#### [Activity]
Could you please reproduce every record below exactly, leaving out the pictures?

══════

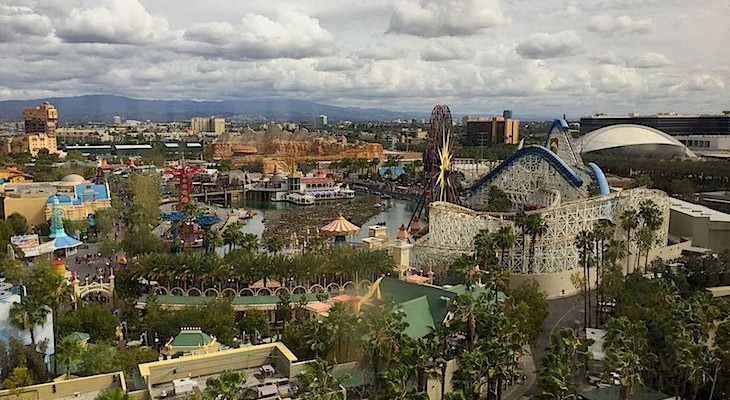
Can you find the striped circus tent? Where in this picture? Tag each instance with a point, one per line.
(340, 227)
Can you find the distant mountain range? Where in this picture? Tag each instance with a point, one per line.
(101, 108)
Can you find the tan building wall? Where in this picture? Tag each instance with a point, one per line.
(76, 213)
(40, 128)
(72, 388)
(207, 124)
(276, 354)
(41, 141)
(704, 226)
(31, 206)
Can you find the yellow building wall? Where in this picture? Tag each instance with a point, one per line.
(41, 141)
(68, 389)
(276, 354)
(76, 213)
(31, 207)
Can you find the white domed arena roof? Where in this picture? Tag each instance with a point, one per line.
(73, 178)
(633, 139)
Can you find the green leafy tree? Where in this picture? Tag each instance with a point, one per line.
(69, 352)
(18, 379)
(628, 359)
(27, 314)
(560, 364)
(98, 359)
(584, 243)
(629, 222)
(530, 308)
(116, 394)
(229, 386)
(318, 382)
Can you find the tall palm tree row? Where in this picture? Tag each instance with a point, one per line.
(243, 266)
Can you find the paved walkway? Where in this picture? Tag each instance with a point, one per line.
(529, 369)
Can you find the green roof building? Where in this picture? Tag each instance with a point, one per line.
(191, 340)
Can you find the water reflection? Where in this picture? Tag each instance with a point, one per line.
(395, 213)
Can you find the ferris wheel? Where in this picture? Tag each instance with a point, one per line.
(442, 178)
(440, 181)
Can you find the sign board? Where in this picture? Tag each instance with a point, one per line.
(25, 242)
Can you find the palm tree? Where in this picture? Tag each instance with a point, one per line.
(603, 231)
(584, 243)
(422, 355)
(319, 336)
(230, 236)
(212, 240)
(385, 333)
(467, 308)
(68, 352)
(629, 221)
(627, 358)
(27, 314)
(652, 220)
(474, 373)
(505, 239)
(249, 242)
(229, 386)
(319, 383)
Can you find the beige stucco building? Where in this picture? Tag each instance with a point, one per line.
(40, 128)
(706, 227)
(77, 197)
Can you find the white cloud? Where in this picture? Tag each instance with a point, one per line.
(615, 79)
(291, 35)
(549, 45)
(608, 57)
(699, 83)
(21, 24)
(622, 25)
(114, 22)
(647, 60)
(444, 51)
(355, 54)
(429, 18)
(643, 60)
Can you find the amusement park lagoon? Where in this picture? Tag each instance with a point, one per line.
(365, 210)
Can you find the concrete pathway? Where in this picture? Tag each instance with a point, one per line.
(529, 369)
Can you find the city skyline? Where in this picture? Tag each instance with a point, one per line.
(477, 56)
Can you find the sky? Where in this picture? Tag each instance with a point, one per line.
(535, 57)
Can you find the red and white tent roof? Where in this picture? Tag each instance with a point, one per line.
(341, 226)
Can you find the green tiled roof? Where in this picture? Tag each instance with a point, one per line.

══════

#### [Solution for this task]
Can you find the striped circus tent? Where in this picture? Tag each instance with a point, one per line.
(340, 227)
Can you find the distant mountain range? Where in this picture? Tag each instance with a point, one per line.
(101, 108)
Can you find the tan building wall? Where in this picture? Tag each instance with a point, one per line.
(76, 213)
(40, 128)
(72, 388)
(207, 124)
(276, 354)
(41, 141)
(704, 226)
(31, 206)
Can you find the yellow building wall? Where in this picture? Tag each instance with a point, one per line.
(41, 141)
(68, 389)
(276, 354)
(76, 213)
(31, 207)
Can you find the white domed arena roof? Where in this picture? Tag each instance with a point, one per line.
(73, 178)
(633, 139)
Can you find the green leafy tree? Where in this picture? Tag each instance with a point, one per line.
(69, 352)
(18, 379)
(628, 359)
(27, 314)
(560, 364)
(98, 359)
(584, 243)
(629, 222)
(530, 308)
(116, 394)
(229, 386)
(318, 382)
Can you find the tall palm tree row? Where in this picture? Tag each instance with a point, one per line.
(243, 266)
Can you find the paved walkway? Where in this picture? Tag each instance with a point, one per line.
(529, 369)
Can you find the green roof building? Where in this picture? Tag each instance with a point, one per line.
(191, 340)
Can you find the water reflection? Where in this picture? Tag each instance with a point, one per line.
(395, 213)
Can you find the ferris wheel? Where in this picture? Tag each instance with a point, one per line.
(442, 178)
(440, 181)
Can you find the sign board? Where in this picture? Tag each instance with a point, one per line.
(25, 242)
Can you find the palm tree? Where in this picture? Tag each instance with a point, one per line.
(603, 231)
(584, 243)
(422, 355)
(319, 336)
(230, 236)
(212, 240)
(385, 333)
(467, 308)
(68, 352)
(629, 221)
(627, 358)
(27, 314)
(652, 220)
(474, 373)
(505, 239)
(249, 242)
(229, 386)
(319, 383)
Can you find the beige stucco building? Where in this picture? Tag each instance with a point, one per line.
(40, 128)
(706, 227)
(77, 197)
Can you find the white cloud? Where in this picture? Tag each instance with a point, one per line.
(615, 79)
(291, 35)
(549, 45)
(608, 57)
(699, 83)
(21, 24)
(622, 25)
(114, 22)
(647, 60)
(444, 51)
(355, 54)
(429, 18)
(643, 60)
Can you find the amusement park lagoon? Where in this picture? Tag each instance with a point, one per line.
(365, 210)
Can you find the concrete pathway? Where in this picture? Tag each instance with a point, one per line.
(529, 369)
Can you find the city skyline? Where in this picture? Tag each instance with a point, one per line.
(477, 56)
Can you find the sky? Where in this picture? Tag each instance with a point, one per line.
(535, 57)
Can you find the red and white tent roof? Where in this picture? Tag each instance with a point, one per line.
(341, 226)
Can you find the green tiled roof? Where in this picture? Tag each instance with a point, one per line.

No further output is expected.